Exercise objective:
Transcribe the stretch of the transfection and transduction text from "It includes virus-based" through "is always transient.", keeping every word as it appears.

Source passage:
________________________

What are the differences between transfection and transduction?
Everyone uses the word Transfection to designate the deliberate introduction of genetic material (DNA, RNA) into eukaryotic cells. The term is often used whatever the delivery tool but actually it should not!
Gene transfer using a chemical carrier is called transfection
Transfection of DNA or RNA into animal cells has to be restricted to non-viral systems that transiently open pores into the cell membrane to permit the entry of nucleic acids.
It non only includes chemical-based products such as calcium phosphate, cationic polymers (PEI) and liposomes, but also non-chemical methods such as electroporation.
Transduction means gene transfer using viral vector carriers
If DNA or RNA is introduced into cells by using viral vector carriers, then the technique is called Transduction, and the resulting cells are said to be transduced!
It includes virus-based vectors such as lentiviral vectors, adeno-associated viruses (AAV) and adenoviruses.
Transfection and transduction methods are optimal for different types of experiments
Both transfection and transduction can lead to a transient or stable expression of DNA into cells, depending on the method or the viral tool.
If a stable expression is required to maintain the foreign nucleic acid sequence in the genome of the cells and its daughter cells, then there are two options:
- Co-transfect cells with a marker gene, which gives the cell some selectable advantage, such as resistance or labeling
- Use a lentiviral vector to transduce target cells which naturally integrates its DNA into the host cell genome in a random manner.
On the other hand, transfection or transduction of RNA is always transient.
Transfection is efficient on adherent immortalized cells but primary and stem cells require transduction.
A limitation of the transfection approach lies in the toxicity of transfection for delicate cells, and its suspected effect on the expression of other genes or proteins.

________________________

Items listed in a dataset:
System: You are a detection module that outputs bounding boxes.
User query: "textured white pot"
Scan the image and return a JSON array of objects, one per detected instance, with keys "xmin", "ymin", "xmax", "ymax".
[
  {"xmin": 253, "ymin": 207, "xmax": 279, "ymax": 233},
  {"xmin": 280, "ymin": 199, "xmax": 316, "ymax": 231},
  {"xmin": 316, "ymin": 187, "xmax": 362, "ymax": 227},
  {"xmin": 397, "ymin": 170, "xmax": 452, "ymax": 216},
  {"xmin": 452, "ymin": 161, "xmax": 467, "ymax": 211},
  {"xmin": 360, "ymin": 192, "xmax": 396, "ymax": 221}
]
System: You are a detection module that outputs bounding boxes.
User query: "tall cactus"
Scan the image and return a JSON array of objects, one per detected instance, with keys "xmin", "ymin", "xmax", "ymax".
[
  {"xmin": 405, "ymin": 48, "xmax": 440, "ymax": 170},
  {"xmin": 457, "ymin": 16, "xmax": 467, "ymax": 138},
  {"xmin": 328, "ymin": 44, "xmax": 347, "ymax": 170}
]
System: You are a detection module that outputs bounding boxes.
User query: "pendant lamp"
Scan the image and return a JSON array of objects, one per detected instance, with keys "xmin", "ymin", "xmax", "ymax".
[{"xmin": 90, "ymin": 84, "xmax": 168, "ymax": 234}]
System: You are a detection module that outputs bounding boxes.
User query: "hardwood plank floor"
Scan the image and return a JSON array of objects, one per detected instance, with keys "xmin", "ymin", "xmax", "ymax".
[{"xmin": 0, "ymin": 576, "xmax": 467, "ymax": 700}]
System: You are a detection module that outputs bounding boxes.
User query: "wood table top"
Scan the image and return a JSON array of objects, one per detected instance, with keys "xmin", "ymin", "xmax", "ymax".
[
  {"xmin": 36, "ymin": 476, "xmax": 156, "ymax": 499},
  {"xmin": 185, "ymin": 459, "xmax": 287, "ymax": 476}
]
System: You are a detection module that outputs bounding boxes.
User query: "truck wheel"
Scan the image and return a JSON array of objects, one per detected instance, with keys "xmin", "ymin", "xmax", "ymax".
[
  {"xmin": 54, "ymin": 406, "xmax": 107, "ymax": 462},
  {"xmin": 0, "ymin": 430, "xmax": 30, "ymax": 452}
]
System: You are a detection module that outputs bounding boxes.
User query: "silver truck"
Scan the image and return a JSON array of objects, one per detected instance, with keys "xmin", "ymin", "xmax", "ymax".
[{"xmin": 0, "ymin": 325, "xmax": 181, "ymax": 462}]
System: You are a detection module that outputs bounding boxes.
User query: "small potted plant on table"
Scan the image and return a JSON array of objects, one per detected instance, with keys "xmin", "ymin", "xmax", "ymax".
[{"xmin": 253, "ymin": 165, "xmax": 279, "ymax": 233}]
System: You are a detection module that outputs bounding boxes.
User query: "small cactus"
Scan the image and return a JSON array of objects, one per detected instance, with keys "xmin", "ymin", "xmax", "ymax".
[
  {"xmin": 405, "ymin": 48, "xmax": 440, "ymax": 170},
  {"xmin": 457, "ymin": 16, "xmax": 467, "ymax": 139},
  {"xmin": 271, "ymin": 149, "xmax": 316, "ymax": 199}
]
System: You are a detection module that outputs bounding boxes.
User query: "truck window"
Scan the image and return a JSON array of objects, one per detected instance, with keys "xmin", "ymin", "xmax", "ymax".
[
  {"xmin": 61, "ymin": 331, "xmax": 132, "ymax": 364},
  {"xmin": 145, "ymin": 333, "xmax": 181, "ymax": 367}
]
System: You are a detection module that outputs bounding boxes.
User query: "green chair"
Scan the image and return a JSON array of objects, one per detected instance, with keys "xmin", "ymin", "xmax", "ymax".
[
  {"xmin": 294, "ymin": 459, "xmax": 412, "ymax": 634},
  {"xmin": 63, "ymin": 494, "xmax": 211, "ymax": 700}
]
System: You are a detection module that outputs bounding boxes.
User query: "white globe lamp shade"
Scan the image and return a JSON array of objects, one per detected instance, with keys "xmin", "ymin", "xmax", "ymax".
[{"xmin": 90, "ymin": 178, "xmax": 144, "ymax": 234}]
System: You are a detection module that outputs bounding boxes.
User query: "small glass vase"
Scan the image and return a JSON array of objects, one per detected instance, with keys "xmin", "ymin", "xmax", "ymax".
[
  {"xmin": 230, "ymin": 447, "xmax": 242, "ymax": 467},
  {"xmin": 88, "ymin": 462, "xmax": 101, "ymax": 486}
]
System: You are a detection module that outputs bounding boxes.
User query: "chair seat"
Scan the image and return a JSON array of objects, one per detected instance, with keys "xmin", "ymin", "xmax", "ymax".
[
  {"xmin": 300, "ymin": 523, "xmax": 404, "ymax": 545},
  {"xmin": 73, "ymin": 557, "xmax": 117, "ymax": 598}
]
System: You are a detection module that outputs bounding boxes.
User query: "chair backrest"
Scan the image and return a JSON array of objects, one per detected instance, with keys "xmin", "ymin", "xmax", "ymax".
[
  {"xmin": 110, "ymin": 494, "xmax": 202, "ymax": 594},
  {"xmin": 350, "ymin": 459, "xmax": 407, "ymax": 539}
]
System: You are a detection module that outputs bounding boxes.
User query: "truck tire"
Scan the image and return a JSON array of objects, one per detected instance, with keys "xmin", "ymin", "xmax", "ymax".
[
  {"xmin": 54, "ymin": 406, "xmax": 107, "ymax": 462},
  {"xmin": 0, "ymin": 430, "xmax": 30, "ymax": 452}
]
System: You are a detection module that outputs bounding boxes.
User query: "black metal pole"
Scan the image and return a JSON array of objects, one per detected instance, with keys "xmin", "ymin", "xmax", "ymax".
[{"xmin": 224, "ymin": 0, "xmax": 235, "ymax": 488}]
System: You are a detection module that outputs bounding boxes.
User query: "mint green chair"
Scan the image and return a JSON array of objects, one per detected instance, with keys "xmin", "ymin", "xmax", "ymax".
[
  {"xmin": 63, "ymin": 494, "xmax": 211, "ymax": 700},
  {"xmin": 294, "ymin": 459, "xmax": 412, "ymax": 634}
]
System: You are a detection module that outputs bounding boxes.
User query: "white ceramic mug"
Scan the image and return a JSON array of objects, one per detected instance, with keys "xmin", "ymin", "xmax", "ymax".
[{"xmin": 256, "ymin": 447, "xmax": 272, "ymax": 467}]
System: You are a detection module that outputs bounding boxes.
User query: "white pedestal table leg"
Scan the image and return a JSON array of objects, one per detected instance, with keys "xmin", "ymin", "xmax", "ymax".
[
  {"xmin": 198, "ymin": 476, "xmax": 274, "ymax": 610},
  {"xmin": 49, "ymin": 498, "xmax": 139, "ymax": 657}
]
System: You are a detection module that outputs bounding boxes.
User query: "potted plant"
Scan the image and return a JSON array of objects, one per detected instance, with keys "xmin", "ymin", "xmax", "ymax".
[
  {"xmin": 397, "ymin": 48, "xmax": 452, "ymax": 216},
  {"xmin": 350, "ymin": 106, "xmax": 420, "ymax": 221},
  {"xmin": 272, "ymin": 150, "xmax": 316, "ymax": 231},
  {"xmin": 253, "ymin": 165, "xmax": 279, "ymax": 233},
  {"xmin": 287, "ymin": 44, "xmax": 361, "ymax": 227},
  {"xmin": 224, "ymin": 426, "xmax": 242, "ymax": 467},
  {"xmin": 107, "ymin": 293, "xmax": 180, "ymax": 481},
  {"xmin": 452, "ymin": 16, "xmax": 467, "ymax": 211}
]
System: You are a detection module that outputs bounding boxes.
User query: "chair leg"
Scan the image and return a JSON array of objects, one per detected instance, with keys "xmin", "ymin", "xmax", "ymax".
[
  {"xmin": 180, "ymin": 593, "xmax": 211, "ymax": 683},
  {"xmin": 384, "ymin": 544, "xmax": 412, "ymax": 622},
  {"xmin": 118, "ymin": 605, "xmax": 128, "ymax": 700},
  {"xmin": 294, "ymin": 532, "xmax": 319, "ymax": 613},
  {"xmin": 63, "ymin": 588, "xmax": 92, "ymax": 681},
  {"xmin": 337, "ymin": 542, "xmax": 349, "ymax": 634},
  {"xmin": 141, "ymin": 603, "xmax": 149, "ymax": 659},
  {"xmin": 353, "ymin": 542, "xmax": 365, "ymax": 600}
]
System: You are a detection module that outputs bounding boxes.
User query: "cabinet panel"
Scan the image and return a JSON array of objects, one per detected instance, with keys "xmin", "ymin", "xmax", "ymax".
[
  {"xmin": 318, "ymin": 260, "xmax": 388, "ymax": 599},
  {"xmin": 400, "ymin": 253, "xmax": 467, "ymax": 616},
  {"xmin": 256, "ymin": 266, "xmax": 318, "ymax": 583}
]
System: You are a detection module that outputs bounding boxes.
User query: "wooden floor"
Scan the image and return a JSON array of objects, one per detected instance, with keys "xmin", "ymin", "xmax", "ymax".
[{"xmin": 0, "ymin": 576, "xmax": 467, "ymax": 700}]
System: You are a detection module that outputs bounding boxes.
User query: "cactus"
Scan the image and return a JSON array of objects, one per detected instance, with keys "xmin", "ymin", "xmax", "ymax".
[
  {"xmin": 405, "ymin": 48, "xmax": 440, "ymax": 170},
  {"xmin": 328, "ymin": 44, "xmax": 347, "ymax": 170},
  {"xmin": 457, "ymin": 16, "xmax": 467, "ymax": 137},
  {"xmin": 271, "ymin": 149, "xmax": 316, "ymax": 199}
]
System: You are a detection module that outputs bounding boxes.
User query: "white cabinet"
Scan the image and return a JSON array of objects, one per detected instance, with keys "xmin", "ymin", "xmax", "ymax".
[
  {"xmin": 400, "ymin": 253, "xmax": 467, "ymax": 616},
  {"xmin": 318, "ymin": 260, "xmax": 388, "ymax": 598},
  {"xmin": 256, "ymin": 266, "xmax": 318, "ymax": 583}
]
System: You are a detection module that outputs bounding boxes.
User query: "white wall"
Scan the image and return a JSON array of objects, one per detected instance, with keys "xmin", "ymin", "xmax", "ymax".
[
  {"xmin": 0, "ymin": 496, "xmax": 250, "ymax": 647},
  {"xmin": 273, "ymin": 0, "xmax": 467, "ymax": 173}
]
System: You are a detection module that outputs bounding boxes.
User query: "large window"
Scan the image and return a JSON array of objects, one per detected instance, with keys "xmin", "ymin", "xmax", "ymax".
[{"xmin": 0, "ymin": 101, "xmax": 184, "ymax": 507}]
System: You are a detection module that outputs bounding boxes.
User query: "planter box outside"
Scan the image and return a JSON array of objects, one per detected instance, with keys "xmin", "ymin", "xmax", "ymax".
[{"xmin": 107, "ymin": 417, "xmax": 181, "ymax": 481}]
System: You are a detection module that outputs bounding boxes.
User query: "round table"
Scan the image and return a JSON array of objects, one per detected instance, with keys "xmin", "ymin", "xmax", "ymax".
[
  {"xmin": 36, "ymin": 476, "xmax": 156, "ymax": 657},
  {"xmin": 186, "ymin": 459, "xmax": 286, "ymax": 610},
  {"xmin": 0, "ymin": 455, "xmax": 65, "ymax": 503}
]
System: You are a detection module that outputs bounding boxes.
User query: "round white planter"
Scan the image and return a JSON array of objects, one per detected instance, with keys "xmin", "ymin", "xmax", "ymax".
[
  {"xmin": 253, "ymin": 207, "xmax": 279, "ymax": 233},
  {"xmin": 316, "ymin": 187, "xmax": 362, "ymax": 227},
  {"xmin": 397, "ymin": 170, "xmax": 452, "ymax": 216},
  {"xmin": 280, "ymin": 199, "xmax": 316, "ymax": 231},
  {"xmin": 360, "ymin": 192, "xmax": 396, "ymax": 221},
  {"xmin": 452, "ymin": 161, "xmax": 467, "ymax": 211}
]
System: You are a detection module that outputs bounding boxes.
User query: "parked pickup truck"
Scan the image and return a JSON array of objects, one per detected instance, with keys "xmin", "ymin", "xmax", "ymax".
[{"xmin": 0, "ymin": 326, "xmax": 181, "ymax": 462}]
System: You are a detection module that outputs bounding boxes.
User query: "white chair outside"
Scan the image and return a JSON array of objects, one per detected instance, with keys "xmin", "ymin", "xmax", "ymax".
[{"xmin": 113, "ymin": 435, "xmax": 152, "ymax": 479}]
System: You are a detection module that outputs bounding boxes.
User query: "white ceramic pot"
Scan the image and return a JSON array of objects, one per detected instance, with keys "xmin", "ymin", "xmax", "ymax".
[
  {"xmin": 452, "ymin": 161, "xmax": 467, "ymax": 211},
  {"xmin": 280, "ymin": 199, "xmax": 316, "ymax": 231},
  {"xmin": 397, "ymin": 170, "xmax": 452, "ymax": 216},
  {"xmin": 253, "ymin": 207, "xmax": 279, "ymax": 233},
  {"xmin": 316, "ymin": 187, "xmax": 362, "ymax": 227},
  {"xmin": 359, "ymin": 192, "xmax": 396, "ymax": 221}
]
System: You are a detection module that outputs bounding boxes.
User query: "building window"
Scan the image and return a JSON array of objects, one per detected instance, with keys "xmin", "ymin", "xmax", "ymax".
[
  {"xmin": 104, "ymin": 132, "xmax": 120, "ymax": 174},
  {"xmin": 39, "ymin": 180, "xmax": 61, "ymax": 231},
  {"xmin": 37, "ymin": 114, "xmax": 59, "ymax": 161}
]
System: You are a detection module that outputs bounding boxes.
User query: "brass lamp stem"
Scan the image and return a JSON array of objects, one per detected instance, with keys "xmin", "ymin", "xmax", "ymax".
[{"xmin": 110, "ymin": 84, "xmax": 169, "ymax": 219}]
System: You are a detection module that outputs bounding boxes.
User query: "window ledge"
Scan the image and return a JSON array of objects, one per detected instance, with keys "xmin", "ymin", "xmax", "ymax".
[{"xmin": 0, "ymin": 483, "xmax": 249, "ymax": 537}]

________________________

Result below:
It includes virus-based vectors such as lentiviral vectors, adeno-associated viruses (AAV) and adenoviruses.
Transfection and transduction methods are optimal for different types of experiments
Both transfection and transduction can lead to a transient or stable expression of DNA into cells, depending on the method or the viral tool.
If a stable expression is required to maintain the foreign nucleic acid sequence in the genome of the cells and its daughter cells, then there are two options:
- Co-transfect cells with a marker gene, which gives the cell some selectable advantage, such as resistance or labeling
- Use a lentiviral vector to transduce target cells which naturally integrates its DNA into the host cell genome in a random manner.
On the other hand, transfection or transduction of RNA is always transient.